• PROBLEM TO WORK ON: All of the data should be repeated exactly; pictures are not part of the copy.
-- DATA FOR REVIEW follows --
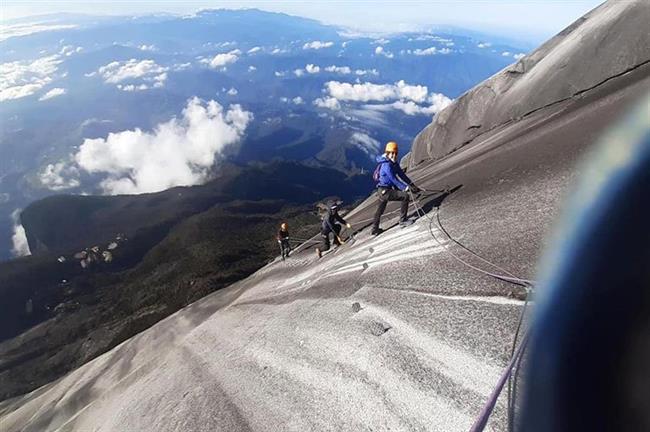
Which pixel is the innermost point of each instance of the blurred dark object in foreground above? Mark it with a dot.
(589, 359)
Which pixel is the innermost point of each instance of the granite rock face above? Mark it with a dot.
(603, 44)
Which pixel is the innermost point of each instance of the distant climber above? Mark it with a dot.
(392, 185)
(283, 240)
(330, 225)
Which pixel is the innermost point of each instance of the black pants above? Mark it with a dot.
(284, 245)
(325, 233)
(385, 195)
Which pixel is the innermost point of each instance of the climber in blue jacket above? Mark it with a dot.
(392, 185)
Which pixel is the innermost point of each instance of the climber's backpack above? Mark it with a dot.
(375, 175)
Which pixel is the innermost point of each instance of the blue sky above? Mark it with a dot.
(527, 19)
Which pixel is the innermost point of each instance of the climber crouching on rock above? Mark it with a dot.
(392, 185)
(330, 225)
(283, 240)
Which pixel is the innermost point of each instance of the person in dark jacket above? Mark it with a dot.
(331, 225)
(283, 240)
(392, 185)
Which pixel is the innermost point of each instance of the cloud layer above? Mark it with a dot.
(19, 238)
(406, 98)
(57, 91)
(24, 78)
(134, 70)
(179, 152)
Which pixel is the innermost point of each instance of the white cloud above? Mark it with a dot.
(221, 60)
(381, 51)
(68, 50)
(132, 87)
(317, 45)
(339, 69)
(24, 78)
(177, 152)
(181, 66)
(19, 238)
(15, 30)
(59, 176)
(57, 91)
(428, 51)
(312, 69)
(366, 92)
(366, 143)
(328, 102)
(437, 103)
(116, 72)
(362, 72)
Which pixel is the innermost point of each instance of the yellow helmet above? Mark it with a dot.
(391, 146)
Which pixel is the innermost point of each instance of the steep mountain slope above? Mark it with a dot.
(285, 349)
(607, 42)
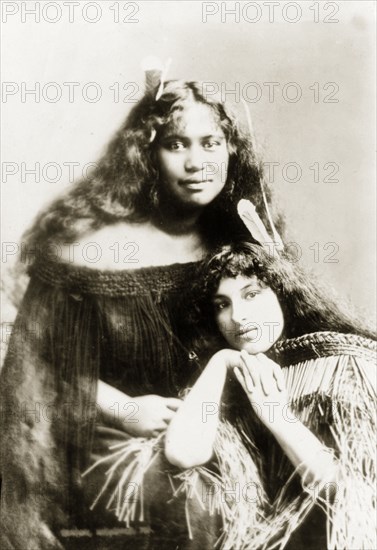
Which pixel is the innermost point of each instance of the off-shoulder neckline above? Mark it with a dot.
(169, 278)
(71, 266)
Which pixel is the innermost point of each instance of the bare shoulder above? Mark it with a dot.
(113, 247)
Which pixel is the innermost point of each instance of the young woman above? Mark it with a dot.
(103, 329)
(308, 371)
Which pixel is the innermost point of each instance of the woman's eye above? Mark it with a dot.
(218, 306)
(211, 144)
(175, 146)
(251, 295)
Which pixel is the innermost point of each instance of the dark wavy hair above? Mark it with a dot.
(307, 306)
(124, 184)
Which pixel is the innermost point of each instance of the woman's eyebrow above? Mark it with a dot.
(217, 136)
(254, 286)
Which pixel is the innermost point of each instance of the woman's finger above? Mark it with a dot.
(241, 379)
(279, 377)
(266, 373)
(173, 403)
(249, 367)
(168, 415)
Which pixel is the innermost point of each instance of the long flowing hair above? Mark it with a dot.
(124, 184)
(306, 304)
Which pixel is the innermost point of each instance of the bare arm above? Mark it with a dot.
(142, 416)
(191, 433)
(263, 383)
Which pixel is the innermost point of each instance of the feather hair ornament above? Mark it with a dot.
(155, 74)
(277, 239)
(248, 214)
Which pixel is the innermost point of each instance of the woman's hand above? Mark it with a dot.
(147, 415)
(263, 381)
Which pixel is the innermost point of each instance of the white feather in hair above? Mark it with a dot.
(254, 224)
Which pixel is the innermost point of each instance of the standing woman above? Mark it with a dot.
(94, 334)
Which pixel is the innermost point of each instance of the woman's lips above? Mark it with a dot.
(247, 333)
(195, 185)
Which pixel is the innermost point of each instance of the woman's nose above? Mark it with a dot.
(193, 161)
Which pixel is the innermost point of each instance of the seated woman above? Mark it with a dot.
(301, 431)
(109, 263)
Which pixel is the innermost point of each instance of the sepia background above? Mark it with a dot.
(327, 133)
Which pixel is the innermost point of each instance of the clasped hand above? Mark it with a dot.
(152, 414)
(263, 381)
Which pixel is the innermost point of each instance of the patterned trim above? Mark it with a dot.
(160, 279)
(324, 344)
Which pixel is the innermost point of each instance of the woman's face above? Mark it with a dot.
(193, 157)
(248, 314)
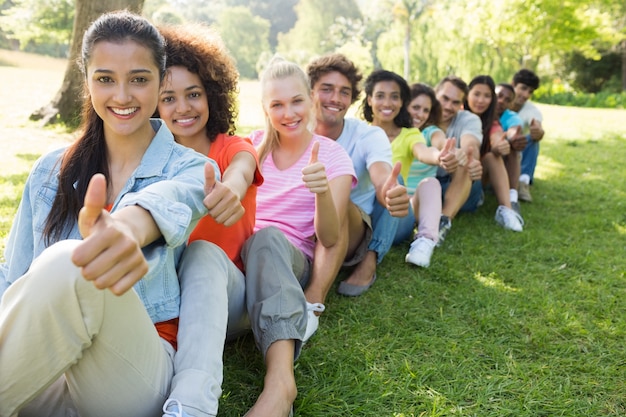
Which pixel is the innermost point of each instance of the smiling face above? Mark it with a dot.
-- DATA FOR REVIEW concluded --
• TASK RESULT:
Which pixel is the innermost point of each instance of the blurred dark object in foreground above? Mark it with a dot.
(589, 359)
Which pixel is the innermost point of each instance of the granite rock face above? Mark it with a dot.
(603, 44)
Which pixel is the innermost point of each instance of the distant climber above? Mark it with a dot.
(392, 185)
(283, 240)
(330, 225)
Which pixel is the innermost point of each instance of the black pants above? Mark it with a dot.
(284, 245)
(325, 233)
(385, 195)
Which pixel is the innermost point of each instance of the climber in blue jacket above? Mark it with a dot.
(392, 185)
Which pixel is the innermost point of each instance of the climber's backpack above? Mark it with a dot.
(375, 175)
Which pixel is the innermost point of each instance of the blue sky above? Mark it with a dot.
(527, 19)
Which pixel is the innermost point of each instance of the climber crouching on rock above? Mark it with a dot.
(392, 185)
(330, 225)
(283, 240)
Which pixel is the innermost point of each instance of the person in dark jacket above? Mark it with a dot.
(331, 225)
(283, 240)
(392, 185)
Which pixel is the innermost point of each instance of the cloud layer above? Mark it with a dot.
(19, 238)
(406, 98)
(57, 91)
(24, 78)
(134, 70)
(179, 152)
Which pixel is the innermost point of each instance of the white cloud above? Mark it with a dot.
(221, 60)
(381, 51)
(68, 50)
(132, 87)
(317, 45)
(339, 69)
(24, 78)
(177, 152)
(181, 66)
(19, 238)
(15, 30)
(59, 176)
(57, 91)
(428, 51)
(312, 69)
(366, 92)
(366, 143)
(328, 102)
(437, 103)
(116, 72)
(362, 72)
Which pixel is the innermost point of each instance of the yellow helmet above? Mark it with a dot.
(391, 146)
Which pixel is the innermost point of each instance of the steep mountain slope above? Mark it with a dot.
(285, 349)
(607, 42)
Which pixel is the innermost point of each instance of the off-shoulder neckline above? Mark it with a dot.
(169, 278)
(71, 266)
Which pixel is the innermost point of each instance of the bare shoulder above? Mark it with a dot.
(113, 247)
Which pixel is the innermost point of each instance of the young woman above? Mark it with a dot.
(103, 329)
(308, 371)
Which pixel is the innermost point of each instance of the woman's eye above? Mark it with a dot.
(218, 306)
(211, 144)
(175, 146)
(251, 295)
Which pixel is the innermost point of each instance of the dark wavy hair above? Mark it with a dot.
(307, 306)
(124, 184)
Which pixel is the innermost point of each instance of the woman's eyebrow above? Mark it with a dot.
(217, 136)
(254, 286)
Which pixel is the innermost point of each instance of the woman's finger above? Mark it with a dot.
(241, 379)
(279, 377)
(266, 373)
(173, 403)
(249, 367)
(168, 415)
Which pixel is the innermost point of each instance of the long flowing hair above? Mark it with a dot.
(124, 184)
(306, 304)
Which pixel is the innermost point of each instance of the bare arm above? Mark it with a dot.
(142, 416)
(191, 433)
(263, 383)
Which pixel is the innermost point of each instance of the feather hair ornament above? Mark it with a dot.
(155, 74)
(277, 239)
(248, 214)
Which pixel is the innermost point of each instance of the woman's hand above? Mark it with a dot.
(147, 415)
(263, 381)
Which pixel is the innermost point of each instance of the white feather in hair above? Mark it with a dot.
(254, 224)
Which pixel is the innermost point of each instance of the standing woman above? Mark it with a dot.
(94, 334)
Which pixel is the innermost point of each instance of the woman's lips above? Mark it with a dot.
(247, 333)
(195, 185)
Which pixel is the innermost point of each instance of the woman's nose above? Mark it with a dot.
(193, 161)
Which pixel is the innermost point of each instance of the seated woman above? Mark it with a dot.
(301, 431)
(109, 263)
Which pixel is the innermost point of each instance of the sepia background above? Mark it with a dot.
(327, 133)
Which pixel is the innermost point of each instance of the clasped hand above? Mark it with a dot.
(152, 414)
(263, 381)
Which pixel is the innermost point of each instance of the patterned trim above? Mark it with a dot.
(160, 279)
(324, 344)
Which pixel is the innermost point of each instance of the woman's face above? Mark it with a dot.
(193, 157)
(248, 314)
Which pixel is the innermost point of each instance of the smiling face above? Mark it with a dot.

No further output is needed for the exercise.